## Problems to solve:
**a)** Please summarize the magnetic reconnection overview in two sentences.
**b)** Extend the magnetic reconnection overview beyond its final sentence.

Plasma Simulation Lab.

Magnetic Reconnection

Overview

Magnetic reconnection is a commonly observed fundamental process where field lines change their topology, and the magnetic energy is explosively released and converted to the plasma energy.

According to the magnetohydrodynamics (MHD) equations which describe macroscopic behavior of plasmas, field lines move together with plasmas (frozen-in to plasmas), and do not reconnect. Consider plasma dynamics under an anti-parallel magnetic field configuration given in the left figure below. When plasmas flow to compress field lines, plasmas will be pushed back by the magnetic pressure as long as field lines do not break. However, if field lines break and reconnect due to some mechanism (see the right figure below), the reconnected field lines try to shrink due to the magnetic tension force like a rubber band. Plasmas are carried away with the reconnected field lines. At the reconnection point, plasma pressure decreases, thus further plasma flows will be induced to carry another field lines, and reconnection continues spontaneously. This series of process is called magnetic reconnection. The initial magnetic field configuration stores high magnetic energy, which is released via magnetic reonnction, and is converted into the kinetic or thermal energies of plasmas.

Schematic view of magnetic reconnection
Schematic view of magnetic reconnection

Magnetic reconnection is thought to be responsible for eruptive events of the solar surface, such as solar flares, coronal mass ejections, or coronal plasma heating, acceleration of non-thermal high-energy particles. In fusion plasmas, magnetic reconnection degrades plasma confinement by breaking magnetic surface structures.

Microscopic particle behaviors which can not be described by fluid models play important roles for magnetic reconnection to occur. The primary mechanism of field-line breaking is resistivity due to inter-particle collisions (diffusion of magnetic fields). However, since the collision effect is weak in high-temperature, rarefied plasmas, other microscopic effects (called kinetic effects) must be taken into account. Difficulty of the magnetic reconnection study lies in self-consistently treating hugely separated scale processes between macroscopic magnetic reconnection phenomena (having 107m scale on the solar surface) and microscopic particle process (about a few m scale).

[Data excerpts]
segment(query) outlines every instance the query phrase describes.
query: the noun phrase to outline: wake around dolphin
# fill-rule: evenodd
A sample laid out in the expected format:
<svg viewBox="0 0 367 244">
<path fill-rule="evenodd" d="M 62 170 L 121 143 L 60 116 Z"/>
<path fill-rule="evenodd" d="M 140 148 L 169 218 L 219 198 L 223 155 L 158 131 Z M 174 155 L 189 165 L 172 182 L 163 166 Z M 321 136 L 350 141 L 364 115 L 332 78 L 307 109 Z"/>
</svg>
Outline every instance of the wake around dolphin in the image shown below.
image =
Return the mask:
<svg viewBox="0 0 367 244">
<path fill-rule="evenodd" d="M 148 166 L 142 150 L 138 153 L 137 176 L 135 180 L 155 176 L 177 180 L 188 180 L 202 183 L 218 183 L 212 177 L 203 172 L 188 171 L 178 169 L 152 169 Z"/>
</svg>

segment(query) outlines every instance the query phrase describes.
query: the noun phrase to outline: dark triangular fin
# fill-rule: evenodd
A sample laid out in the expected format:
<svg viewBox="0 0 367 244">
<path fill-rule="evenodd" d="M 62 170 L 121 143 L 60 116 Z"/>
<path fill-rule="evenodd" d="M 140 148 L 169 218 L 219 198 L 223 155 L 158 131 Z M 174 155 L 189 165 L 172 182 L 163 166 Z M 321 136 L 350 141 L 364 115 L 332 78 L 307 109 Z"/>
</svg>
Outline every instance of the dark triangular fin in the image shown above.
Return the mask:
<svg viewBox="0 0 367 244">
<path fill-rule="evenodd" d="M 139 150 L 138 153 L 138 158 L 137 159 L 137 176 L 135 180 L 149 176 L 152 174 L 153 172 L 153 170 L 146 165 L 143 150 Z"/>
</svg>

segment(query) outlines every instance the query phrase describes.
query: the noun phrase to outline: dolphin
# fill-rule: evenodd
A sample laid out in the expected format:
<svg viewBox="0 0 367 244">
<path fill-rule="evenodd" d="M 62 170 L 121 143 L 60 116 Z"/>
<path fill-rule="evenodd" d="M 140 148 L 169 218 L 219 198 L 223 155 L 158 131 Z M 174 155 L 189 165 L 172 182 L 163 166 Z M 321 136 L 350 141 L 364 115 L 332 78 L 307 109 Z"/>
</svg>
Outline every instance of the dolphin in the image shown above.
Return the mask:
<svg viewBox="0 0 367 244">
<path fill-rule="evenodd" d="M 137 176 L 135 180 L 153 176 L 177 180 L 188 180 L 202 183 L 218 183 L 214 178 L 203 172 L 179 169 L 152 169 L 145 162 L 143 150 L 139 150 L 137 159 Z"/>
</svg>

## Results in order:
**a)** Magnetic reconnection is a fundamental process in which magnetic field lines change their topology, and the magnetic energy stored in the initial field configuration is released and converted into the kinetic or thermal energy of plasmas. It is thought to drive solar events such as flares and coronal mass ejections, and it degrades confinement in fusion plasmas; because collisions are weak in high-temperature, rarefied plasmas, microscopic kinetic effects must be taken into account alongside the macroscopic phenomenon.

**b)**
Collisionless dissipation mechanism due to chaotic motion of particles

In the recent studies, it is pointed out that the two-fluid effect caused by difference between ion and electron motions (the Hall effect) plays crucial roles for explosive magnetic reconnection (fast magnetic reconnection). The two-fluid plasma model has an intrisic spatial scale called the ion skin depth. IN the microscopic region of magnetic reconnection, magnetic field structure is strongly inhomogeneous, and changes in the ion skin depth scale where ion motion can be chaotic. In a chaotic system where unpredictable dynamics occurs, particle behaviors are completely different with slightly different initial conditions, and collective behavior of those particles may yield entropy production mechanism.

The figure below shows particle motion in the magnetic field configuration similar to magnetic reconnection. The black hyperbolic lines show magnetic field lines. Near the origin where the magnetic field is weak and the conservation of magnetic moment breaks down, particle motion becomes chaotic. Because of this chaotic particle motion, current is generated ine response to the reconnection electric field (perpendicular to the plane). (If particles are magnetized, particles only drift and no parallel current can be generated.) The effective resistivity is defined by the ratio of the electric field and the generated current. This chaos induced resistivity does not depend on plasma temperature, thus can be greater compared with the collisional one in high-temperature plasmas.

Chaotic particle behavior
Chaotic particle behavior

To apply the chaos induced collisionless resistivity to magnetic reconnection, we introduced a mesoscopic region where multiply chaos regions exist in the Petschek model (a global magnetic reconnection model based on MHD with shocks), and constructed a self-consistent magnetic reconnection model.